**ABOUT THIS TASK:**
Look below for the line with "Please put a dot on every instance of the large", then give it again exactly, along with every line that comes after it, the final line included.

(Stored data entries)
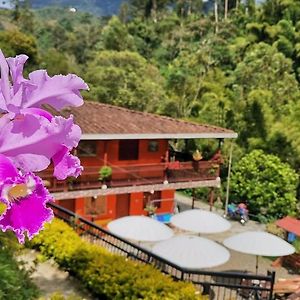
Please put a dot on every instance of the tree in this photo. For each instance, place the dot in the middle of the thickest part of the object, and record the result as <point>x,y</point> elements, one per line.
<point>14,42</point>
<point>266,184</point>
<point>126,79</point>
<point>115,36</point>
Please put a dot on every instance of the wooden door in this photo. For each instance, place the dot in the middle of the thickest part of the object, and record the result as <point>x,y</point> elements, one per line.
<point>122,205</point>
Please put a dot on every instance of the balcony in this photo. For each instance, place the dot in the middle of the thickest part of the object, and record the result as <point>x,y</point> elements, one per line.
<point>136,175</point>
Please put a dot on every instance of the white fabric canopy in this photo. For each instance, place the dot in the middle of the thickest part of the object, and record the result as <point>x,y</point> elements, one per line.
<point>259,243</point>
<point>140,228</point>
<point>192,252</point>
<point>200,221</point>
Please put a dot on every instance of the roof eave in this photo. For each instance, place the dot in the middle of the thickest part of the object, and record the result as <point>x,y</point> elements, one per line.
<point>148,136</point>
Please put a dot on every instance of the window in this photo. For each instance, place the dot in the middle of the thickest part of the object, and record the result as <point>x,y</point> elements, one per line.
<point>153,146</point>
<point>129,150</point>
<point>153,198</point>
<point>87,148</point>
<point>95,205</point>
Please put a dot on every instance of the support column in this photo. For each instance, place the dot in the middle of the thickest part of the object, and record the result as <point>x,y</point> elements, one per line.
<point>211,198</point>
<point>228,179</point>
<point>193,199</point>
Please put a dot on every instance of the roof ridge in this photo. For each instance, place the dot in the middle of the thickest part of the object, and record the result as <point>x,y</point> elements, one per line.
<point>157,115</point>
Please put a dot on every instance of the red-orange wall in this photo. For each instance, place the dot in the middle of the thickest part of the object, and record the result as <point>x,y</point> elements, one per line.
<point>112,150</point>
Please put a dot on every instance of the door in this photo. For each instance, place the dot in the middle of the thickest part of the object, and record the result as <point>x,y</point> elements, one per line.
<point>122,205</point>
<point>68,204</point>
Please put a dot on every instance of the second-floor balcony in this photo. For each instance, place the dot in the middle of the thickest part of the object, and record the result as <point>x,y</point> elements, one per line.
<point>136,175</point>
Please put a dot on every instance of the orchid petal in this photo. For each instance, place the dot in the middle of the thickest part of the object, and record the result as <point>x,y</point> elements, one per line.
<point>16,65</point>
<point>30,141</point>
<point>7,169</point>
<point>59,91</point>
<point>28,214</point>
<point>66,165</point>
<point>39,112</point>
<point>4,83</point>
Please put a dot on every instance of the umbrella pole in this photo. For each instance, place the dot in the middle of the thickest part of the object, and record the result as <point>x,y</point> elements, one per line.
<point>256,267</point>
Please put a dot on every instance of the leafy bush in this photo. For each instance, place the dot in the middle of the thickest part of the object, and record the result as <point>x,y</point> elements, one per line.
<point>106,275</point>
<point>15,283</point>
<point>266,184</point>
<point>105,172</point>
<point>60,296</point>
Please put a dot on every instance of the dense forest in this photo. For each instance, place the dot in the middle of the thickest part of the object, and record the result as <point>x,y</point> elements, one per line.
<point>237,66</point>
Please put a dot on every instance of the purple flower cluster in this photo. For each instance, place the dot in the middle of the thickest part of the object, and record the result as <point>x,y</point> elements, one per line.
<point>30,139</point>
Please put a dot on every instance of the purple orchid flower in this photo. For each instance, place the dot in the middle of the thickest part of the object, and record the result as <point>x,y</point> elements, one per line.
<point>25,198</point>
<point>58,91</point>
<point>35,137</point>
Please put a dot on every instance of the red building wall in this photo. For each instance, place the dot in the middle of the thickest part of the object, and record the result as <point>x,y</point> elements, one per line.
<point>109,151</point>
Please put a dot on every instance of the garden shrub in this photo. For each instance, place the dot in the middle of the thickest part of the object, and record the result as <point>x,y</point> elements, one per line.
<point>106,275</point>
<point>266,184</point>
<point>15,282</point>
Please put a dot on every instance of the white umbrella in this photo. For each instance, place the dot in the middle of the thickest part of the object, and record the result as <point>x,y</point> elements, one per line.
<point>200,221</point>
<point>140,228</point>
<point>192,252</point>
<point>259,243</point>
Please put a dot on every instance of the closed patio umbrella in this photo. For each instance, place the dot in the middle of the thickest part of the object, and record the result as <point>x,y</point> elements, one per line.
<point>140,228</point>
<point>200,221</point>
<point>192,252</point>
<point>259,243</point>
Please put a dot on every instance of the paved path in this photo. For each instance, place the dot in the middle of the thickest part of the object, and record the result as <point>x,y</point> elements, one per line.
<point>238,261</point>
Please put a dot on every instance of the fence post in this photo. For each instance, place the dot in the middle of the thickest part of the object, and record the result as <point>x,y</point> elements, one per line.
<point>272,284</point>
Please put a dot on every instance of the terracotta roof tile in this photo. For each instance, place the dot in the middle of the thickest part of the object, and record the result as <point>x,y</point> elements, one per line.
<point>99,118</point>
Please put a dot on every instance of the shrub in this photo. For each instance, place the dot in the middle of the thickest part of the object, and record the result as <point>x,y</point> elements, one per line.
<point>266,184</point>
<point>105,173</point>
<point>15,283</point>
<point>106,275</point>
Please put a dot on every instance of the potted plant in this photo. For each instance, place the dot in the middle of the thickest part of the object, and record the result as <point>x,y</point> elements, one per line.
<point>105,173</point>
<point>150,209</point>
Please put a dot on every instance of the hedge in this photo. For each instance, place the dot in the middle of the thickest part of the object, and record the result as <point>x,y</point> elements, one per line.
<point>106,275</point>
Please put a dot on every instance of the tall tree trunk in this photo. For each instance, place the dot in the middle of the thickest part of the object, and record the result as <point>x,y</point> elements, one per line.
<point>154,10</point>
<point>216,17</point>
<point>189,9</point>
<point>225,9</point>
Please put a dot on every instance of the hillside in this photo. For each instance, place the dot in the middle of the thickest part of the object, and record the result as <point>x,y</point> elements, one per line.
<point>99,7</point>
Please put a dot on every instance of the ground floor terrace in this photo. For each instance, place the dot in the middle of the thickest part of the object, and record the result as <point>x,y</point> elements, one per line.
<point>228,281</point>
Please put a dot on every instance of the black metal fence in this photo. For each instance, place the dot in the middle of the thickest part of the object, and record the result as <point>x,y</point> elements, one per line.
<point>218,285</point>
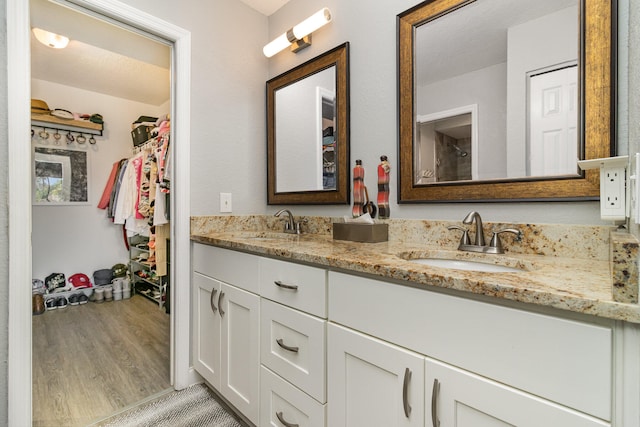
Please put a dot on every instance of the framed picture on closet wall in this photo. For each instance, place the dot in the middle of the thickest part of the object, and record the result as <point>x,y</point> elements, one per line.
<point>60,176</point>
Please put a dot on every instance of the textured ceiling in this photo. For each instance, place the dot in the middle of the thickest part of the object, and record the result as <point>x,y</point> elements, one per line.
<point>101,57</point>
<point>266,7</point>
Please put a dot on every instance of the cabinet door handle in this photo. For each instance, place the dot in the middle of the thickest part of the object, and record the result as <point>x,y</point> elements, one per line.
<point>405,391</point>
<point>213,294</point>
<point>286,347</point>
<point>220,304</point>
<point>434,403</point>
<point>285,286</point>
<point>282,420</point>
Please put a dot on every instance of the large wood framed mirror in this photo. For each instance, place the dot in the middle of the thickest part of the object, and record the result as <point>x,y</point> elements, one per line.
<point>308,132</point>
<point>499,99</point>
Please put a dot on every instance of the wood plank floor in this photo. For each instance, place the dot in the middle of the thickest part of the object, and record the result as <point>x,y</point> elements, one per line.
<point>92,360</point>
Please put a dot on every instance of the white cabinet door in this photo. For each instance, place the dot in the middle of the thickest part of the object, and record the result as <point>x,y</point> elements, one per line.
<point>371,382</point>
<point>456,398</point>
<point>206,328</point>
<point>226,344</point>
<point>240,360</point>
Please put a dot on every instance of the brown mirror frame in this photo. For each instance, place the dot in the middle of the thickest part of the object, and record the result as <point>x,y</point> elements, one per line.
<point>597,114</point>
<point>338,57</point>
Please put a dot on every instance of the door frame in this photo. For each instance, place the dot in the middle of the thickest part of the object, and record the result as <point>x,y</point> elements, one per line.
<point>19,378</point>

**RESULT OF THE EXERCISE:**
Please put a dot on every instance of the large wood framed mirror in this photo. For each instance, place the dot in the middle of the thickest part of the object, and record the result as <point>x,y</point> elements, one per line.
<point>308,132</point>
<point>499,99</point>
Please put a dot on every instance of the wood plank floor in this photo. For each instance, place the dot in the middle of the thickest part of the object, and record the result as <point>x,y</point> elements, one per line.
<point>92,360</point>
Please put a dot on every instance of the white cabinet door in this photo. For each instance, place the dot in the middle of the thickest part of the object, and record the result as <point>x,y</point> elements, one per line.
<point>371,382</point>
<point>456,398</point>
<point>206,328</point>
<point>226,344</point>
<point>240,360</point>
Please put a dot on every instance of the brown mirror frame in this photo. For each instance, place the dot in the middle of the thickest part of the object, and record the result as <point>x,y</point> elements, one per line.
<point>597,114</point>
<point>338,57</point>
Please put a dot on every instance of the door frame in this photo. For each instance, place the dot in the middle of the thickest part of the object, and record the result as <point>x,y</point> elements, one per line.
<point>19,378</point>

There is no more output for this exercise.